--- begin Entries provided ---
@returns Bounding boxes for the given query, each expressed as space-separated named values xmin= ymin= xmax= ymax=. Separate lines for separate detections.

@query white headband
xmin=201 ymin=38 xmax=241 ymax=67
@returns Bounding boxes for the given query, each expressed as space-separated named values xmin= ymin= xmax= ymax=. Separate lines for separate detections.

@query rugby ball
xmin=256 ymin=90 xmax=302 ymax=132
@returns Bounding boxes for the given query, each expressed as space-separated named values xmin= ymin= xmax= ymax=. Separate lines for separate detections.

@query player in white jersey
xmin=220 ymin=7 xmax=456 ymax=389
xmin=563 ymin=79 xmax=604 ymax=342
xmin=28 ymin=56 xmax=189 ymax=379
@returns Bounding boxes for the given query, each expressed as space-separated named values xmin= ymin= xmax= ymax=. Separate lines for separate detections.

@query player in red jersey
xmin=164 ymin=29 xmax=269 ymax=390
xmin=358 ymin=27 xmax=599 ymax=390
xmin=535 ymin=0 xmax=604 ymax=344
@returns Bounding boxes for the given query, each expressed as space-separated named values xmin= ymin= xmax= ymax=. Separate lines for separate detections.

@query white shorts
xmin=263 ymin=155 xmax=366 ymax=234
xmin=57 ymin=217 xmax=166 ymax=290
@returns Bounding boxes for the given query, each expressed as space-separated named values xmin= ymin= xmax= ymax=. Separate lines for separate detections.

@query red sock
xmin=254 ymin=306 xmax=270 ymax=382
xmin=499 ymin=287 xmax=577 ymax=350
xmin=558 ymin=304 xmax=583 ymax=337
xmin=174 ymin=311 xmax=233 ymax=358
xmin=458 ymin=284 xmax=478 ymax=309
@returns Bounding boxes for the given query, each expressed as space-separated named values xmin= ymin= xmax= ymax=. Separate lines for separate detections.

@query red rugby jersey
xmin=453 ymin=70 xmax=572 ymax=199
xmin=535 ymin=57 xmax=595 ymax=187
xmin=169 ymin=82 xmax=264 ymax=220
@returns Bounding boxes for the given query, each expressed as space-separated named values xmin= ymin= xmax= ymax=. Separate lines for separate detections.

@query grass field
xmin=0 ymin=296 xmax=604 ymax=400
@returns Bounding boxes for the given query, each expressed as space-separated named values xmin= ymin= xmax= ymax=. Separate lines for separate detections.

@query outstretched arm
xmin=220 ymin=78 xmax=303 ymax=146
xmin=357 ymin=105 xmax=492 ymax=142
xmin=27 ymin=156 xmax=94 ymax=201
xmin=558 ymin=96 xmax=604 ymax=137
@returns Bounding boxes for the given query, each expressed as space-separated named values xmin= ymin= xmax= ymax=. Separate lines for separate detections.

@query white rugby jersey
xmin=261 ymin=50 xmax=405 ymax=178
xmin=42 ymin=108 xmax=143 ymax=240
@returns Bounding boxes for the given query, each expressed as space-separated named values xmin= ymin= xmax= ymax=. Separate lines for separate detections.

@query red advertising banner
--- end Entries provided ---
• _Objective_: Please rescale the stretch from the start of the records through the line containing "xmin=201 ymin=38 xmax=241 ymax=67". Give only those lines again, requests included, with each bounding-box coordinate in the answers multiplied by 2.4 and rounded to a whole number, halves rounded up.

• _Right answer_:
@returns Bounding boxes for the given query, each expressed as space-separated named values xmin= ymin= xmax= ymax=. Separate lines for separate detections.

@query white headband
xmin=482 ymin=91 xmax=578 ymax=161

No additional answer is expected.